## Data excerpts:
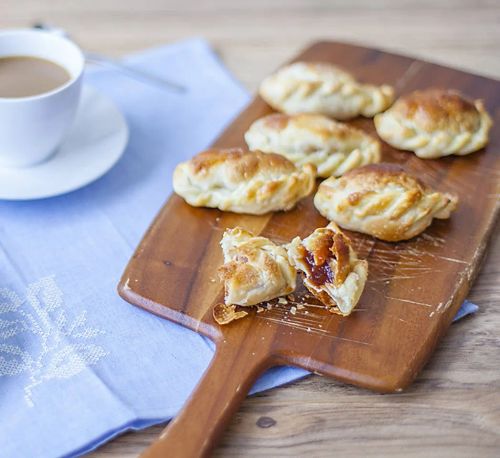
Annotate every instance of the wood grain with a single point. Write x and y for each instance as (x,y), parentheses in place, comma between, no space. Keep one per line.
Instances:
(399,319)
(452,409)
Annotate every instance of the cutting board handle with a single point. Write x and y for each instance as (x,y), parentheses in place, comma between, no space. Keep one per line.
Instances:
(202,420)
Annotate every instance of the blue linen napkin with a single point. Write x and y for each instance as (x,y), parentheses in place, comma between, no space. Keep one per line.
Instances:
(77,364)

## Task objective:
Would you repeat, exactly and with nothing added, every line from the line containing "Annotate every instance of the cutting" through the last line of the records above?

## Solution to the exercise:
Annotate every instance of the cutting board handle with a single point. Write x and y for each instance as (x,y), parentheses in place, comma between, no space. Keep one per line.
Instances:
(202,420)
Annotate every instance of the blue linen napkin with a single point. Write x and y for each instance as (x,y), parentheses in place, comma between, no space. Keep one per line.
Instances:
(77,364)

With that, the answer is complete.